◆ Instruction a
Count the lines in the entries below that contain the word "annotate". Reply with the number only.
-------- Document segment
As of September 30, 2017, we had a current income tax receivable of $27.7 million , which we expect to collect within the next 12 months.
We have established and the Board has approved a capital expenditures budget for 2017 of $181 million. The capital expenditures budget includes approximately $22 million for exploration opportunities, $69 million for development activities and $90 million for the plugging and abandonment of idle wells and platforms. We currently expect to spend less than the approved 2017 budget. Based on our current outlook of commodity prices and our estimated production for 2017, we expect that cash flows from operating activities, cash on hand and availability under the Amended Credit Agreement will be adequate to meet the current 2017 operating and capital expenditure needs of the Company. We are currently evaluating various acquisition opportunities, which, if successful, would increase the capital requirements of the Company for 2017. We do not yet have a 2018 Board-approved capital expenditures budget, however, we expect that cash flows from operating activities, cash on hand and availability under the Amended Credit Agreement will be adequate to meet the expected 2018 operating and capital expenditure needs of the Company. Although we have no current plans to access the public or private equity or debt markets for purposes of capital for 2017 or 2018, we may consider such funding sources to provide additional capital if

37



needed. As discussed under Strategic Review above, the Board, along with a financial advisor, continues to assess the Company’s strategic direction, including assessing its various strategic alternatives. There can be no assurance that this assessment will result in any transaction.
----------------
-------- Records supplied
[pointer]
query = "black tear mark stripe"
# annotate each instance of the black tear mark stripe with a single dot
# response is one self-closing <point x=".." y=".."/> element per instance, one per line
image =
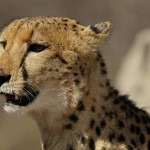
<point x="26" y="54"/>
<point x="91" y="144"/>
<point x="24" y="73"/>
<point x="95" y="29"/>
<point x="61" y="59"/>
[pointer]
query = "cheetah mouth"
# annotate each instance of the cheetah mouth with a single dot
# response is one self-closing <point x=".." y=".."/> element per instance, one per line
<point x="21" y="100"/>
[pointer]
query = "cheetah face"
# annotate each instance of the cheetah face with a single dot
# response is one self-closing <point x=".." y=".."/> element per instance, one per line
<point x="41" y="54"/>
----------------
◆ Instruction b
Rewrite the part of the capital spending passage above from "needed. As discussed" to "in any transaction.", and put "outside consultant" in place of "financial advisor".

◆ Final answer a
3

◆ Final answer b
needed. As discussed under Strategic Review above, the Board, along with a outside consultant, continues to assess the Company’s strategic direction, including assessing its various strategic alternatives. There can be no assurance that this assessment will result in any transaction.